◆ **OBJECTIF DU TRAVAIL**: Recopiez, s'il vous plaît, sans rien changer le passage de la critique de Im Schatten des Kaisers situé entre « Ensuite, on y » et « maison de retraite) », ces deux extrémités comprises.

◆ **TEXTE FOURNI**:
Critique de Im Schatten des Kaisers

« A l’Ombre de l’Empereur » (je donne la traduction afin d’éviter que de vils plaisantins n’en viennent donner une version fallacieuse) est un jeu qui brille par nombre d’aspects fort originaux : déjà, c’est un des rares jeux allemands qui aient pour thème l’histoire de l’Allemagne.

Ensuite, on y tue des gens, en les empoisonnant notamment (une version édulcorée des évènements affirme qu’on les envoie plus tôt que prévu en maison de retraite)

Enfin, et c’est sans doute le plus important, les mécanismes innovent discrètement mais très subtilement : par exemple, on a affaire là à un jeu de majorités qu’on pourrait qualifier de dynamique.

Et un jeu de majorité dynamique implique un jeu lui-même dynamique (et pouvant laisser perplexe lors des premières parties).

Matériel

La dominante jaune, si elle a eu pour vertu d’attirer le regard de votre serviteur, a en général un effet de repoussoir sur la plupart des gens.

Les illustrations sont plutôt naïves, mais finalement d’une façon assez cohérente avec le thème (je ne veux pas dire par là que les empereurs du Saint Empire Romain Germanique étaient plus naïfs que les autres, non).

On a un beau mélange de bois (assez peu), de carton et de cartes qui une fois en jeu donnent un aspect plutôt sympathique à l’ensemble, pour peu qu’on soit sympathique soi-même évidemment (tenez-vous le pour dit).

◆ **DONNÉES FOURNIES**:

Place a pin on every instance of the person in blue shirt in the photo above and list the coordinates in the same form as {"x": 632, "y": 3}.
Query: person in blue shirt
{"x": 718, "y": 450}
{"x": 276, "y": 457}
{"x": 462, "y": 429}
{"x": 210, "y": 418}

◆ **RÉPONSE RÉDIGÉE**:
Ensuite, on y tue des gens, en les empoisonnant notamment (une version édulcorée des évènements affirme qu’on les envoie plus tôt que prévu en maison de retraite)